Still, our disappointments should not obscure our progress. They should caution us not to overreach, but they should not intimidate us from making the most of this moment, to continue building a safer, more humane world than the one that inaugurated this century. 

I am often identified as a critic of administration policies. But I have just as publicly agreed with administration policies when I have found them to have merit as I have criticized them when they have been feckless, I strongly supported the expansion of NATO, as well as the two great trade successes, NAFTA and the Uruguay Round. But to understand the mistakes of Clinton statecraft, we need to discuss them plainly.

At the core of the problem are two pronounced flaws: strategic incoherence and self-doubt. The first refers to the lack of a conceptual framework -- in other words, what we want the world to be and how we can help make it so. A conceptual framework establishes the relationships among our many interests in the world, provides the basis for prioritizing those interests, and obliges us to integrate policies to serve those priorities.

Early on, the administration had a flight of fancy that posed as the means employed to support a conceptual framework -- "assertive multilateralism." But it fell apart in Somalia and Bosnia, and assertive gave way to passive multilateratism, where we act in concert with other nations when they determine it necessary to safeguard security. In Bosnia, and probably soon in Kosovo, Arnerican troops are deployed not only, but primarily, to ensure stability in Europe. Yet, only two of our NATO allies help us in any meaningful way to contain the threat from Iraq.

_Supplied material_
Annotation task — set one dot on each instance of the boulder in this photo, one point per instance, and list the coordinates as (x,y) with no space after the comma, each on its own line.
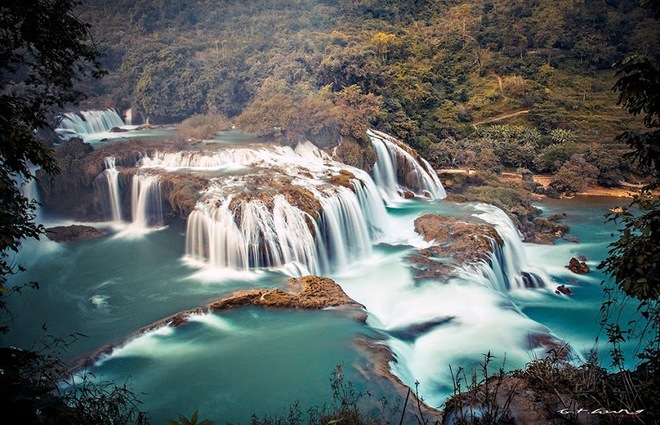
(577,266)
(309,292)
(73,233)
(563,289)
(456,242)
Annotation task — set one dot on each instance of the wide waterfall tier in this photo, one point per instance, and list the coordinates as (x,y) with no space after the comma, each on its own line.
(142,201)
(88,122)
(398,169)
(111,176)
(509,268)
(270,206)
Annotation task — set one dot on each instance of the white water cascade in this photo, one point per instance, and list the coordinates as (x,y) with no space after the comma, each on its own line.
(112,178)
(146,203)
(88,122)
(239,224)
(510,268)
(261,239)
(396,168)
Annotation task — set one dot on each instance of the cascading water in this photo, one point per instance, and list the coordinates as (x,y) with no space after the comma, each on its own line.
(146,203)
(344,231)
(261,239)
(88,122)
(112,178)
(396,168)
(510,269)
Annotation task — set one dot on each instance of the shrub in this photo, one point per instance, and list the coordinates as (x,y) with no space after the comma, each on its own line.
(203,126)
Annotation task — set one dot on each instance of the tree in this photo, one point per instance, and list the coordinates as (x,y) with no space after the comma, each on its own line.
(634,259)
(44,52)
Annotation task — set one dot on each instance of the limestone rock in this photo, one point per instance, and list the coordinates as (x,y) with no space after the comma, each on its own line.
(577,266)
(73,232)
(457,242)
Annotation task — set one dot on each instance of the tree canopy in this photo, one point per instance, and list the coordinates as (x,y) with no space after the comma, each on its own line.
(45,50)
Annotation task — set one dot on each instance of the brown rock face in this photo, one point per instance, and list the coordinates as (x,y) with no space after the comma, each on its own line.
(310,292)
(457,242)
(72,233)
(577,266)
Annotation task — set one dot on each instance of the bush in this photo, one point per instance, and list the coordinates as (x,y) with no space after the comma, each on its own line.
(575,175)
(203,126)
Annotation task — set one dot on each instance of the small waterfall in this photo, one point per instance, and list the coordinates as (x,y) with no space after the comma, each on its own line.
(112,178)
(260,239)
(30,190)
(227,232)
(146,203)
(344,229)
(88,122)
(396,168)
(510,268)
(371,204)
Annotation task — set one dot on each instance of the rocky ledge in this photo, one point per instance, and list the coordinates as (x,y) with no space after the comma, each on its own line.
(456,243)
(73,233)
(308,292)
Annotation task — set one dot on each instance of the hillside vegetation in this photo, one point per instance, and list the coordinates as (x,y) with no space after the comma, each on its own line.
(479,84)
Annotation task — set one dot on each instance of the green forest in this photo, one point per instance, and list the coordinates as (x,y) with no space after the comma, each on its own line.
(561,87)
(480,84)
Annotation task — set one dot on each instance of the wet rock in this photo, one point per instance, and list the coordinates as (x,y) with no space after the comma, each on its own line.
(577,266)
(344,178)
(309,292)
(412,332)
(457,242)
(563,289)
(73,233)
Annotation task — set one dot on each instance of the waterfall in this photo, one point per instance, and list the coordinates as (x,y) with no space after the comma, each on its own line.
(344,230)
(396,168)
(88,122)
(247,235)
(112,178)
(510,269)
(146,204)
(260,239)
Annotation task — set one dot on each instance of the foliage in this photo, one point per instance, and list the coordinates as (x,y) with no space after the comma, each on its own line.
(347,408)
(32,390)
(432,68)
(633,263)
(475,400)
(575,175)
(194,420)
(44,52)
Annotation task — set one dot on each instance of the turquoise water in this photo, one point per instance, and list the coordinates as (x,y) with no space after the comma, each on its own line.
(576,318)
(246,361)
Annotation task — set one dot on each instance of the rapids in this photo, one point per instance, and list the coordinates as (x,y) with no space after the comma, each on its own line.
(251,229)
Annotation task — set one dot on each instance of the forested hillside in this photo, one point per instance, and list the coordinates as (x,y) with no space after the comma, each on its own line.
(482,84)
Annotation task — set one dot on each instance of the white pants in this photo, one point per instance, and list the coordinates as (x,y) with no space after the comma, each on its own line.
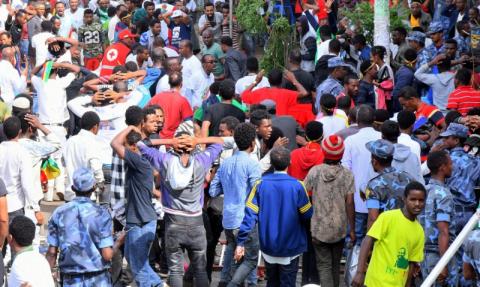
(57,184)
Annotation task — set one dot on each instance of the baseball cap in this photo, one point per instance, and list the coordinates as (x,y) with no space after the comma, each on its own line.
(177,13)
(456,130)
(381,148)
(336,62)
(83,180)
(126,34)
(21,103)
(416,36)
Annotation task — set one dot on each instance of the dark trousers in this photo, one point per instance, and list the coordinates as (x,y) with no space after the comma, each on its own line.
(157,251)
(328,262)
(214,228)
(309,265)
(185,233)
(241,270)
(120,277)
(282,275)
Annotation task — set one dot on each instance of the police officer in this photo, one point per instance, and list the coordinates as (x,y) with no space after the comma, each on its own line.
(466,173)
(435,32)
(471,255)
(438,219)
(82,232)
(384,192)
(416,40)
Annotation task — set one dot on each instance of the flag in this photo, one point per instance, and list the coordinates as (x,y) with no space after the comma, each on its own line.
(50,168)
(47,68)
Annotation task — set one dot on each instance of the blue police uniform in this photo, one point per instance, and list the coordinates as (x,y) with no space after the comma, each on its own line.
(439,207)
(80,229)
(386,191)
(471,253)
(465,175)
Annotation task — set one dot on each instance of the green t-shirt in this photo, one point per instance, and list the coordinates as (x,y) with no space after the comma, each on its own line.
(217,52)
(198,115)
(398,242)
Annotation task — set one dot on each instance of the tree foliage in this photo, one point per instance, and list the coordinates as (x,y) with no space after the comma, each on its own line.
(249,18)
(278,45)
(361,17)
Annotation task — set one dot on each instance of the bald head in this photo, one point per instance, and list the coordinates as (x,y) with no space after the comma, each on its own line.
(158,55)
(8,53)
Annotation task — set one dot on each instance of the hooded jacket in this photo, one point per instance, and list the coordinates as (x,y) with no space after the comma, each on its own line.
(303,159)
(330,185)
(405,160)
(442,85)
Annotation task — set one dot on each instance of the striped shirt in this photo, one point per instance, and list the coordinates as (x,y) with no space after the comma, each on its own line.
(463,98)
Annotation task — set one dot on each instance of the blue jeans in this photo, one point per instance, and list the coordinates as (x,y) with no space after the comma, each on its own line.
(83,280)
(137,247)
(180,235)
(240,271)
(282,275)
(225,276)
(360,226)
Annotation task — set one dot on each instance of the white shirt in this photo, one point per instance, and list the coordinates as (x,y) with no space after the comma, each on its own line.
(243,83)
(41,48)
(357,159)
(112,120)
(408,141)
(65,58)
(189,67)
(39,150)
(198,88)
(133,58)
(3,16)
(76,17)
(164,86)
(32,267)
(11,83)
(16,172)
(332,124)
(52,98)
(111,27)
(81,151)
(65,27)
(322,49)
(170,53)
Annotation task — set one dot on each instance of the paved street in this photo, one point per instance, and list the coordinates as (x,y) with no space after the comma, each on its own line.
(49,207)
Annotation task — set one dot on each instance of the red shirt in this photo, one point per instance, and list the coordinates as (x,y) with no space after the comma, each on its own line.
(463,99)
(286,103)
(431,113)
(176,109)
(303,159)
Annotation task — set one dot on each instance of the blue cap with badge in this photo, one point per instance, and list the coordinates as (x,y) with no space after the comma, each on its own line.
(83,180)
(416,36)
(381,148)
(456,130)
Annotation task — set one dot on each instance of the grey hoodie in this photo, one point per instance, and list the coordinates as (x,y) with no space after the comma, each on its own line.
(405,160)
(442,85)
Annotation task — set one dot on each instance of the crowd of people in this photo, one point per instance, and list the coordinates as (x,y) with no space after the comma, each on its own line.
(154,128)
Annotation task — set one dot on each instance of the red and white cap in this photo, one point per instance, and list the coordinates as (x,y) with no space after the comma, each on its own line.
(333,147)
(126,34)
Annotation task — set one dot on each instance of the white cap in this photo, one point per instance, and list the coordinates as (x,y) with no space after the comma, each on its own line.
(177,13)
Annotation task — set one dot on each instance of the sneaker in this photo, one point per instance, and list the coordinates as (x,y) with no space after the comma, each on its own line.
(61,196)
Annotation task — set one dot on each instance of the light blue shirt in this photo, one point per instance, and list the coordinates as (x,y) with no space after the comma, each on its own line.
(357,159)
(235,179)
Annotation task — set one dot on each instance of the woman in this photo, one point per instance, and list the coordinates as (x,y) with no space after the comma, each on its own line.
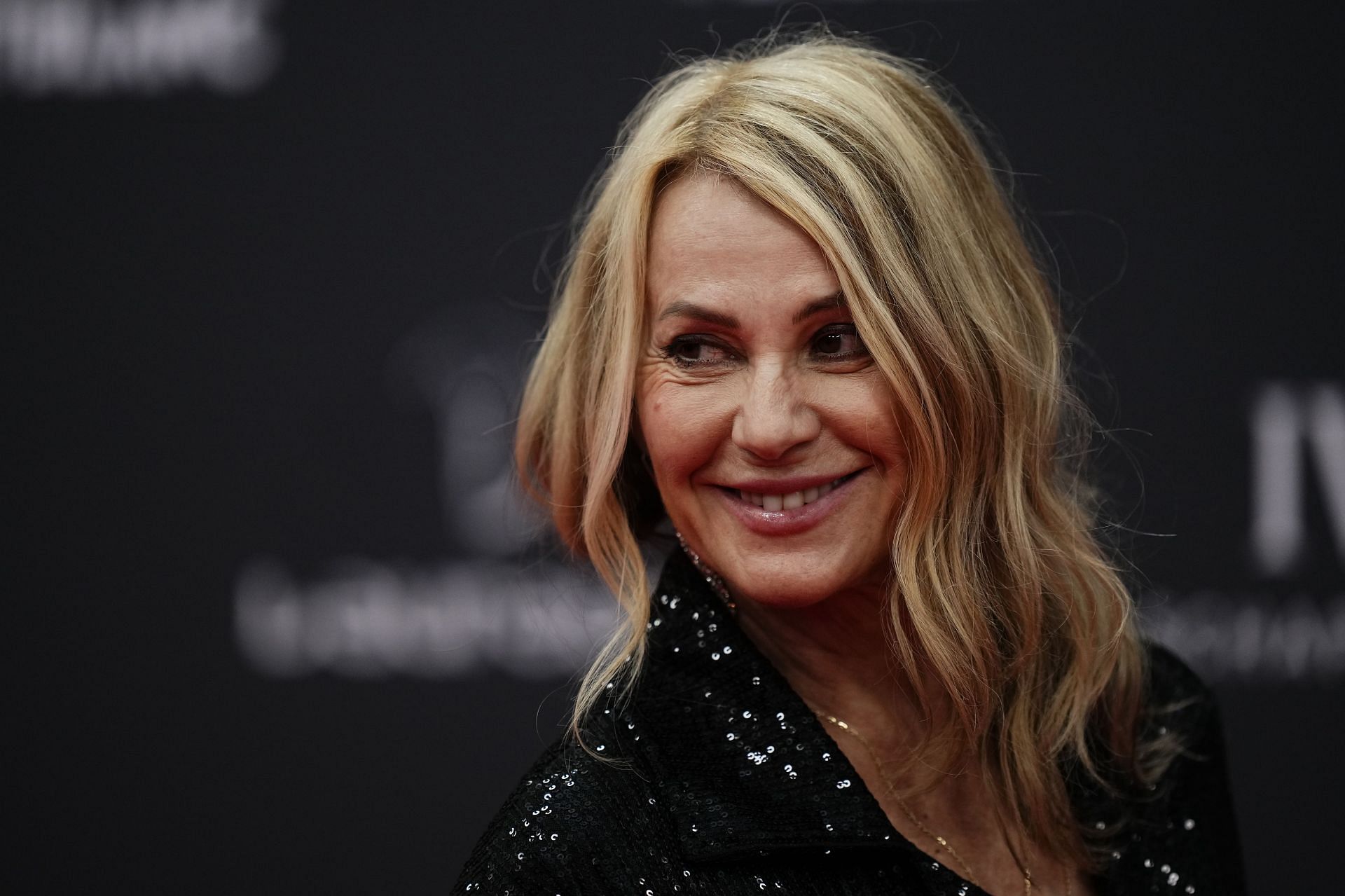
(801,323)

...

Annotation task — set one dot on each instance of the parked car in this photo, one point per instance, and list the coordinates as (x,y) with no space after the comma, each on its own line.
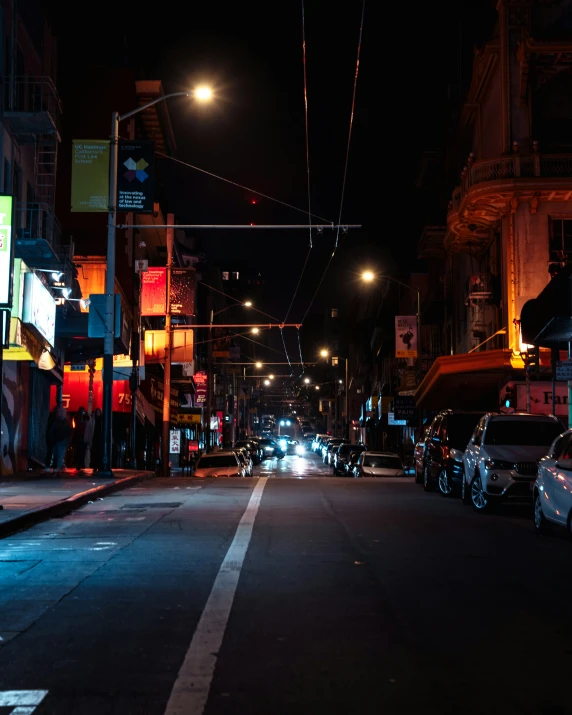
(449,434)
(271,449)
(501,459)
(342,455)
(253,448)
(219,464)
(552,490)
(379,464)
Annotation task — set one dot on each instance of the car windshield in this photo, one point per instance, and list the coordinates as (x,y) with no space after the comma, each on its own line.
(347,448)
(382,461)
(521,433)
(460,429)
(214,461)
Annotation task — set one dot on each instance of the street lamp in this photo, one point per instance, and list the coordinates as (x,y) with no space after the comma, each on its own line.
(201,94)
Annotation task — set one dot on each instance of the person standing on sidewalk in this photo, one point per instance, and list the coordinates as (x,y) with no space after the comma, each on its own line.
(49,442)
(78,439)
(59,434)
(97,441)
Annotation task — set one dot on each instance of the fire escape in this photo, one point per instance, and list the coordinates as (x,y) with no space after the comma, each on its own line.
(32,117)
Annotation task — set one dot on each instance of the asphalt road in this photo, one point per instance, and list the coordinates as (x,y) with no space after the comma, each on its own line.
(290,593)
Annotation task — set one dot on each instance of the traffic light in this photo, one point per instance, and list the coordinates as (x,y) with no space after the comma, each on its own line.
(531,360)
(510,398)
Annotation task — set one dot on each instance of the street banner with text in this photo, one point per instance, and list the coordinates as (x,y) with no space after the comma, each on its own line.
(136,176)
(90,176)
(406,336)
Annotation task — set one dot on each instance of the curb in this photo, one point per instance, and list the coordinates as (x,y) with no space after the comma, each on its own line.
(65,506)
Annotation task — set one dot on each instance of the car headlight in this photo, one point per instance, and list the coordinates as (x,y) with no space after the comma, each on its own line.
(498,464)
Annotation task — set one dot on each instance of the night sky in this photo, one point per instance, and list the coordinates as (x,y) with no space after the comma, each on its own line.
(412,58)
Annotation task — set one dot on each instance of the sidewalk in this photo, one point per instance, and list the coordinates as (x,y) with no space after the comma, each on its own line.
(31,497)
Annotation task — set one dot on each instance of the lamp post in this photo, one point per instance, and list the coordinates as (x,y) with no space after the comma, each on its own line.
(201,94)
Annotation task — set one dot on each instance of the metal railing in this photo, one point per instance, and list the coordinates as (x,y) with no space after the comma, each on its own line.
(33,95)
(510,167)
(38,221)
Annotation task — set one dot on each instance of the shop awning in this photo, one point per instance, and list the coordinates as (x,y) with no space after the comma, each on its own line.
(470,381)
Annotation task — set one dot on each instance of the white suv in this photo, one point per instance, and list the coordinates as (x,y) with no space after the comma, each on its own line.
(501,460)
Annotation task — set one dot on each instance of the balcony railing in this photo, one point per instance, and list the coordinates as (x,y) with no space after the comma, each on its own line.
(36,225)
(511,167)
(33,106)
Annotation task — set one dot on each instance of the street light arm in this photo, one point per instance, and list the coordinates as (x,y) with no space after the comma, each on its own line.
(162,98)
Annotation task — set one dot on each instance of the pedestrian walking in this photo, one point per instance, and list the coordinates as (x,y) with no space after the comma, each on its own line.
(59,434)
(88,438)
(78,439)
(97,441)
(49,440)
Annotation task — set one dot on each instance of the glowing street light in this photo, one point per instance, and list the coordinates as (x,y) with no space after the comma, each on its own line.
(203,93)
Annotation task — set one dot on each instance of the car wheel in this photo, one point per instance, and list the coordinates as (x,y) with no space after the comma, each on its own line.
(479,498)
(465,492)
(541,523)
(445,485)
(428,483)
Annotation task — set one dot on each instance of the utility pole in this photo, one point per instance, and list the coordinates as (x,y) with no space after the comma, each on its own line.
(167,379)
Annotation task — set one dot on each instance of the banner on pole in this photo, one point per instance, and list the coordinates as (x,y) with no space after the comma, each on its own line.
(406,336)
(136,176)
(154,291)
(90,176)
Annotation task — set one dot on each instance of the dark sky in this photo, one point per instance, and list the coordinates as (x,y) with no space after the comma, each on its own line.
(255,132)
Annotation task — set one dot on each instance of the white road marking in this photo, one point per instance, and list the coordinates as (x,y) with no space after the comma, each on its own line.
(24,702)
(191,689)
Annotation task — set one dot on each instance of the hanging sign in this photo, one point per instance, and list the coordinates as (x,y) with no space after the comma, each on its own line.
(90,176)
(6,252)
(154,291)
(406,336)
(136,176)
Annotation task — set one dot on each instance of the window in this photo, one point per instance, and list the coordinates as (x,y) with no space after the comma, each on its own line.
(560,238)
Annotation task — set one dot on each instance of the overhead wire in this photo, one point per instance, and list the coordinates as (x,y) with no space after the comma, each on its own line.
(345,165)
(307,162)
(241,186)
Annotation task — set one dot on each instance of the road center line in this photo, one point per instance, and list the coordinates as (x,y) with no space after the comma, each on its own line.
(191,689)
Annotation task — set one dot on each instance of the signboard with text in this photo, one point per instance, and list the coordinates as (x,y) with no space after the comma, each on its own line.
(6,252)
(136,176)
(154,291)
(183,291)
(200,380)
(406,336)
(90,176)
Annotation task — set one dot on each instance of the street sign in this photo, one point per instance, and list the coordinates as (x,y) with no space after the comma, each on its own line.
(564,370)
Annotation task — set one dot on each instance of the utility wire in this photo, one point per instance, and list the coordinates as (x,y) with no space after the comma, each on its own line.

_Exercises to complete_
A - Print the passage on Clinton administration foreign policy word for word, starting with "I am often identified" and going on through "discuss them plainly.".
B - Give what follows the final sentence of the passage on Clinton administration foreign policy, continuing it from the point where it stops.

_Exercise answers_
A -
I am often identified as a critic of administration policies. But I have just as publicly agreed with administration policies when I have found them to have merit as I have criticized them when they have been feckless, I strongly supported the expansion of NATO, as well as the two great trade successes, NAFTA and the Uruguay Round. But to understand the mistakes of Clinton statecraft, we need to discuss them plainly.

B -
The second fault I find with the administration, it's self-doubt, is obviously related and a primary cause of its strategic incoherence. Often evident in administration policies is a mystifying uncertainty about how to act in a world where we are the only superpower. When the administration stands mute and undecided about where and how they want to lead the world, they exhibit, to friend and foe alike, an identity crisis, an image of America an existential crisis, who are we and why are we here?

Nowhere has this confusion been more evident than in our relationship with China. Virtually at the speed of light, tbe President's view of Chinese leaders has changed from the "bloody butchers of Beijing" to our "strategic partners." They are neither. They are determined, indeed, ruthless, defenders of their regime, who will do whatever is necessary, no matter how inhumane or offensive to us, to pursue their own interests. And they lead a nation of extraordinary potential, that is, whether we like it or not, becoming a great power.

I agree that America must engage China if we are to maximize our influence over how that immense nation emerges as a world power. I have opposed efforts to revoke normal trading status between us or to freeze our diplomacy toward China. And in recent months the Chinese have cooperated with us more than usual on matters such as the Asian financial crisis and a little more than usual on proliferation.

But while we should hope for and work toward the best end -- that our relationship will influence China to become an internationally responsible and politically enlightened country, we must also prepare for the other contingency, that China emerges as the primary threat to American interests and values.

Engagement is not surrender. Engagement does not require us to cede to China advantages that come at the expense of our own security. Yet, in their pursuit of a strategic partnership, administration officials have -- I hope unwittingly -- left the United States more vulnerable to a ballistic missile attack. The latest spy incident proves the point beyond dispute, but evidence that China has become a greater threat has been mounting for some time. Not surprisingly, as their strategic power improves, China has played an increasingly aggressive role in the region, and seems less and less concemed with our objections to human rights violations there.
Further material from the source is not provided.